[begin Text provided]
Build a tokenizer from binary inputs.

bbpe train <INPUT_PATH> [OPTIONS]

Options:
  --vocab-size <SIZE>       Target vocabulary size [default: 32768]
  --min-frequency <FREQ>    Minimum pair frequency [default: 4]
  --chunk-size <BYTES>      File chunk size [default: 8192]
  -o, --output <PATH>       Output tokenizer path [default: tokenizer.json]
  --no-progress             Disable progress bar
  --threads <NUM>           Thread pool size

Example with 1GB corpus:

bbpe train ./corpus --vocab-size 16384 --min-frequency 128 -o large.json

encode

Convert binary files to token sequences.

bbpe encode -m <TOKENIZER> <FILES>... [OPTIONS]

Options:
  --json                    Output JSON format
  --output <PATH>           Save tokens to file
  --skip-special-tokens     Skip special tokens

Examples:

# JSON output
bbpe encode -m tokenizer.json binary.exe --json

# Save to file
bbpe encode -m tokenizer.json data.bin --output data.tokens

decode

Reconstruct bytes from token IDs.

bbpe decode -m <TOKENIZER> [IDS]... [OPTIONS]

Options:
  --input <PATH>            Read tokens from file
  --output <PATH>           Save decoded bytes (default: stdout)
  --skip-special-tokens     Skip special tokens

Examples:

# Decode from arguments
bbpe decode -m tokenizer.json 6299 144 144 --output restored.bin

# Decode from file
bbpe decode -m tokenizer.json --input tokens.txt --output restored.bin

info

Display tokenizer metadata.

bbpe info -m <TOKENIZER> [--json]

Configuration

TrainerConfig

TrainerConfig::builder()
    .target_vocab_size(8192)        // Target vocabulary size
    .min_frequency(2)                // Minimum pair frequency for merging
    .allowed_token_lengths(1..=16)   // Token length range
    .special_tokens(vec![...])      // Special tokens to add
    .show_progress(true)             // Display progress bar
    .build()
[end Text provided]
Given instruction 1>
Repeat the portion of the bbpe documentation that begins at the words "# JSON output" and stops after "from token IDs.".
Given instruction 2>
Which options does the bbpe documentation list for the train command?
Given instruction 3>
In the bbpe documentation, what is the default file chunk size for the train command?
[begin Recorded data]
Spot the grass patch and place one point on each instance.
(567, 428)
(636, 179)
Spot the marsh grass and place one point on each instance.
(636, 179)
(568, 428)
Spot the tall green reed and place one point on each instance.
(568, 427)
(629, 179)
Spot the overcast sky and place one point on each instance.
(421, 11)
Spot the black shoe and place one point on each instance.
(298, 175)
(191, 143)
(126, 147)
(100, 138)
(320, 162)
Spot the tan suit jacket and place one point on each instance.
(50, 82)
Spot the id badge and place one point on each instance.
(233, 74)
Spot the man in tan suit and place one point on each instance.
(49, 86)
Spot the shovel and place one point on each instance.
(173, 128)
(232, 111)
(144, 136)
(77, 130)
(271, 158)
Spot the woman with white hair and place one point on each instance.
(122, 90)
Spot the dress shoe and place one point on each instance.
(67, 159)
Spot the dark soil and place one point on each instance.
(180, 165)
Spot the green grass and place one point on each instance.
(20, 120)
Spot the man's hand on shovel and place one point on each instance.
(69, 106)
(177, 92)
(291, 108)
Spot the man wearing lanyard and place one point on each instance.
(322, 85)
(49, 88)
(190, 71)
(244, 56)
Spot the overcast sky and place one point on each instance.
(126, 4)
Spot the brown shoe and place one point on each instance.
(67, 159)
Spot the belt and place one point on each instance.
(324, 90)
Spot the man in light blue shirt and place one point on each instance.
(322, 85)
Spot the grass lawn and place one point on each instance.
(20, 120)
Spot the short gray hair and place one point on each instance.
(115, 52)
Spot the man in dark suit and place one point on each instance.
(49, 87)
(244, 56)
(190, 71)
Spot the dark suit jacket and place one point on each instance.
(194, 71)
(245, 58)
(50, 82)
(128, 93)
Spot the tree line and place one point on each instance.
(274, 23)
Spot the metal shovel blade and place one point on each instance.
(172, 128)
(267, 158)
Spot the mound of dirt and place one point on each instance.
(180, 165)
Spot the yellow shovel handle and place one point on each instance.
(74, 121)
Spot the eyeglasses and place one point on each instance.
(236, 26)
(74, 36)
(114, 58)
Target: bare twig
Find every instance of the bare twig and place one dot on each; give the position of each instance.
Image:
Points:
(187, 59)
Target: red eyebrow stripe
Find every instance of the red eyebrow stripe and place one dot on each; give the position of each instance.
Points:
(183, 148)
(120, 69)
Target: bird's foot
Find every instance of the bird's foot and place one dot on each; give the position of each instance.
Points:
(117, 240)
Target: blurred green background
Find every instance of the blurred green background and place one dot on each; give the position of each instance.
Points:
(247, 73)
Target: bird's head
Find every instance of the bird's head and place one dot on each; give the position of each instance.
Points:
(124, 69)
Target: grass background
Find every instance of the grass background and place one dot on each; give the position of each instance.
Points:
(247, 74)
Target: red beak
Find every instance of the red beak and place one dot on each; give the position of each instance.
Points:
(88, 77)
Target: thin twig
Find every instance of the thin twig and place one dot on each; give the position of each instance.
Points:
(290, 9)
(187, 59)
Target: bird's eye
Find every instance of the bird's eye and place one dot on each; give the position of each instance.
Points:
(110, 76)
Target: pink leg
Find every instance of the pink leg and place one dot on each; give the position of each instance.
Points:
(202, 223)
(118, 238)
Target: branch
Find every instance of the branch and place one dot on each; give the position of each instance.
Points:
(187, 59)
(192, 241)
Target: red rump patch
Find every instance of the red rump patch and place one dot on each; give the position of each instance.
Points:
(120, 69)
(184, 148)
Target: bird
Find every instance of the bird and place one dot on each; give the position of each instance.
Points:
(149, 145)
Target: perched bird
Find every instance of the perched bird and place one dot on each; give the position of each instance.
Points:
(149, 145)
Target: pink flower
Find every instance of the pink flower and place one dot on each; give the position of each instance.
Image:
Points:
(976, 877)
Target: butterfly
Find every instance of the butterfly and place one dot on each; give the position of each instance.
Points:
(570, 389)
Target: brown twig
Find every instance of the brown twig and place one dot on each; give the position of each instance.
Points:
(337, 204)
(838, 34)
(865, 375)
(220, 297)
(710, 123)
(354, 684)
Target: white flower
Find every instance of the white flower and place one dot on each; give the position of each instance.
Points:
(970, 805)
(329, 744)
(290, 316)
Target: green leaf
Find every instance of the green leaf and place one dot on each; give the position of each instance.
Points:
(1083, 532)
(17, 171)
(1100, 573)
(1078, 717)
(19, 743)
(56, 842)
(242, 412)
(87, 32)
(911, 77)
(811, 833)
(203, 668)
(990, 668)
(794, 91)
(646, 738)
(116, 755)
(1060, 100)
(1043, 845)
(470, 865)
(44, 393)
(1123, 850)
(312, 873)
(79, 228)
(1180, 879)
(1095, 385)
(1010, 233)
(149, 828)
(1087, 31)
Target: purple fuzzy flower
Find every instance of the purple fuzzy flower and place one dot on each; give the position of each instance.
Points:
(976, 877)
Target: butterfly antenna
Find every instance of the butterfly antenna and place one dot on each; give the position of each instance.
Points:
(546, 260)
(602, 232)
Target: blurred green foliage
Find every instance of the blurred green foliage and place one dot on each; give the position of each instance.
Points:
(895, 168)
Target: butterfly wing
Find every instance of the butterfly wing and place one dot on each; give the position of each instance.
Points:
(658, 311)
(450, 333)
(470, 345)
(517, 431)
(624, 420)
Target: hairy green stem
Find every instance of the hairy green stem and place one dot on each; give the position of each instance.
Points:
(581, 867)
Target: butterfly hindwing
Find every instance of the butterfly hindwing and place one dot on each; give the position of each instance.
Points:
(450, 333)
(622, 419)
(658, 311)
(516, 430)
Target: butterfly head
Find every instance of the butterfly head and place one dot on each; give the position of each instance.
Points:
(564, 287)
[end Recorded data]
Task solution 1>
# JSON output
bbpe encode -m tokenizer.json binary.exe --json

# Save to file
bbpe encode -m tokenizer.json data.bin --output data.tokens

decode

Reconstruct bytes from token IDs.

Task solution 2>
--vocab-size <SIZE>, --min-frequency <FREQ>, --chunk-size <BYTES>, -o/--output <PATH>, --no-progress, --threads <NUM>

Task solution 3>
8192 bytes